» **What you will do**
Report how many lines of the material contain the string "pane". Add nothing beyond the number.
--- Extracted entries ---
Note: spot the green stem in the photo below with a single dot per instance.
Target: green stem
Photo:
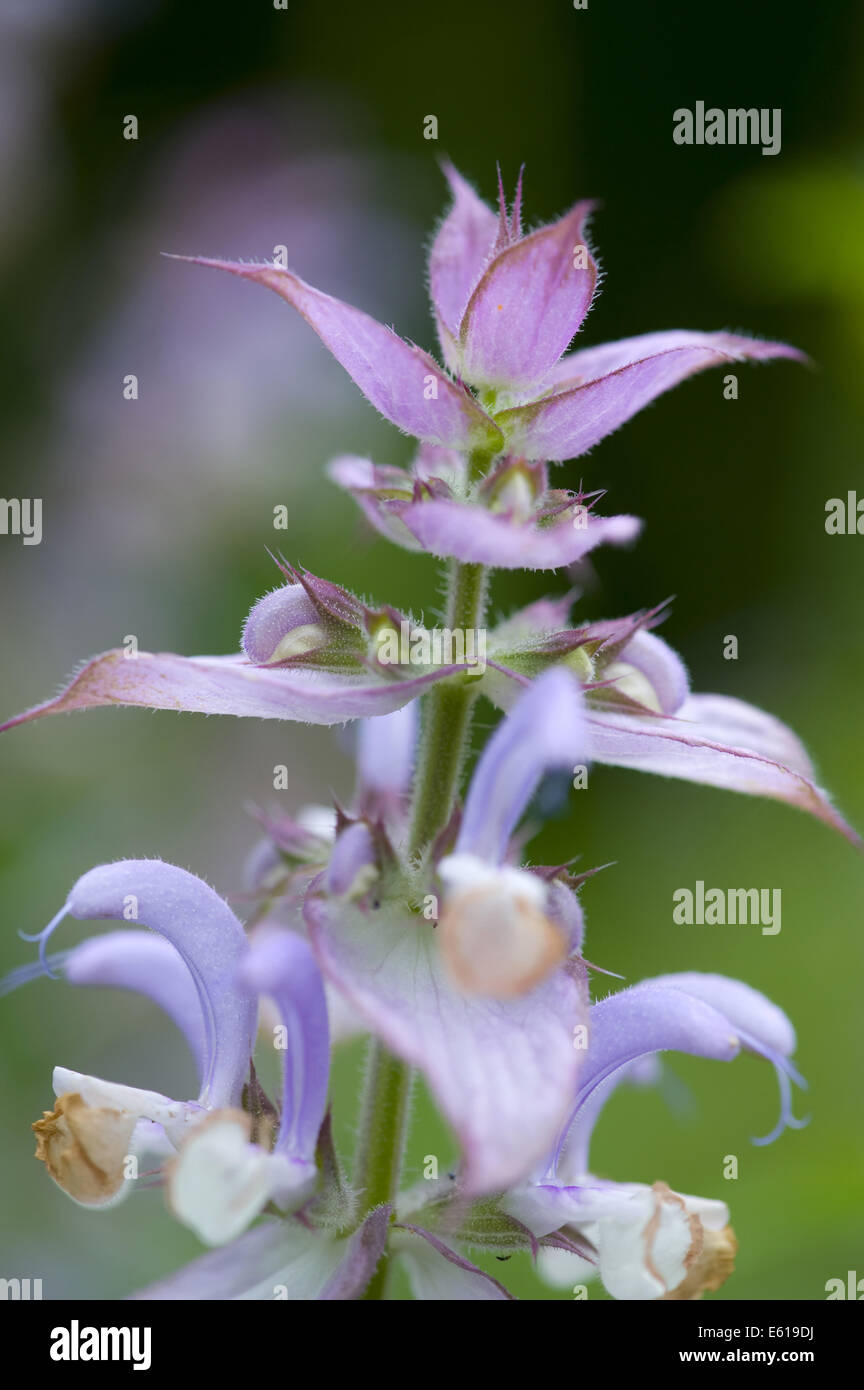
(447, 716)
(442, 752)
(384, 1125)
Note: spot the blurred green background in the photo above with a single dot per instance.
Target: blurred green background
(304, 128)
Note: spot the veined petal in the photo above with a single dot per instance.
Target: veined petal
(528, 305)
(402, 381)
(704, 1015)
(718, 741)
(591, 363)
(475, 535)
(575, 417)
(386, 748)
(146, 965)
(231, 685)
(749, 1011)
(221, 1182)
(209, 937)
(279, 1260)
(459, 253)
(546, 729)
(503, 1072)
(439, 1273)
(646, 669)
(281, 965)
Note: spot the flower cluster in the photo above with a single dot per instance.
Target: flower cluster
(410, 915)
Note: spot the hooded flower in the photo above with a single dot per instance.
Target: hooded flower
(485, 1001)
(511, 520)
(507, 306)
(310, 653)
(200, 970)
(650, 1241)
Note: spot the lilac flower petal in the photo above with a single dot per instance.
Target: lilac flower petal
(528, 305)
(281, 965)
(652, 1018)
(477, 535)
(278, 613)
(718, 741)
(745, 1007)
(146, 965)
(704, 1015)
(386, 748)
(503, 1072)
(546, 729)
(575, 419)
(654, 659)
(360, 1260)
(763, 1029)
(278, 1260)
(352, 865)
(591, 363)
(402, 381)
(209, 937)
(231, 685)
(438, 1273)
(459, 253)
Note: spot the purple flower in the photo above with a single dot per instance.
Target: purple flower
(310, 653)
(507, 306)
(641, 712)
(650, 1241)
(486, 1001)
(202, 972)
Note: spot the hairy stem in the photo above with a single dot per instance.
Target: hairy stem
(447, 716)
(442, 754)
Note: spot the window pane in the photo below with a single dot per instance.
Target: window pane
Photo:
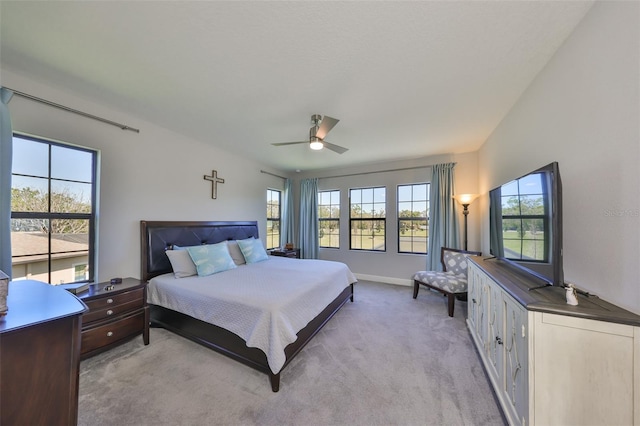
(71, 164)
(404, 193)
(329, 219)
(30, 249)
(51, 238)
(413, 231)
(70, 197)
(69, 246)
(29, 194)
(30, 158)
(366, 233)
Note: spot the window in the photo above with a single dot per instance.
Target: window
(413, 218)
(273, 218)
(367, 218)
(53, 199)
(329, 219)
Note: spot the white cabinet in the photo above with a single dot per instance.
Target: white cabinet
(498, 325)
(551, 364)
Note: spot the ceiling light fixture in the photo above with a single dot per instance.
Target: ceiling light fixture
(316, 144)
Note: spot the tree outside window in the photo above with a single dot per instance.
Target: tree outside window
(53, 196)
(413, 218)
(367, 217)
(329, 219)
(273, 218)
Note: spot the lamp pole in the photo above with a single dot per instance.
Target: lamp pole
(465, 212)
(465, 200)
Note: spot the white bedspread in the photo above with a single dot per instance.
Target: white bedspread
(265, 303)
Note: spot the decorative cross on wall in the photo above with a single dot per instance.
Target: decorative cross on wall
(214, 183)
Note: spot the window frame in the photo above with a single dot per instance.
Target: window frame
(50, 215)
(269, 236)
(331, 218)
(354, 220)
(412, 219)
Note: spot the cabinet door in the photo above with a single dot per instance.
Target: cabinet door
(473, 298)
(584, 371)
(495, 330)
(516, 359)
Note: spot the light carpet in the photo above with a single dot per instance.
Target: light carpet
(385, 359)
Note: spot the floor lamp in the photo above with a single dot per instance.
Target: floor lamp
(465, 200)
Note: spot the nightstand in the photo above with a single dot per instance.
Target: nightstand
(293, 253)
(117, 313)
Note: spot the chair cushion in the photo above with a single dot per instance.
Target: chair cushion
(447, 281)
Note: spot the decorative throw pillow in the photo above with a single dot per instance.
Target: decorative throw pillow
(211, 258)
(236, 253)
(181, 263)
(253, 250)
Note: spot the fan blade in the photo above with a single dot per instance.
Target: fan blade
---
» **Result of this exercise**
2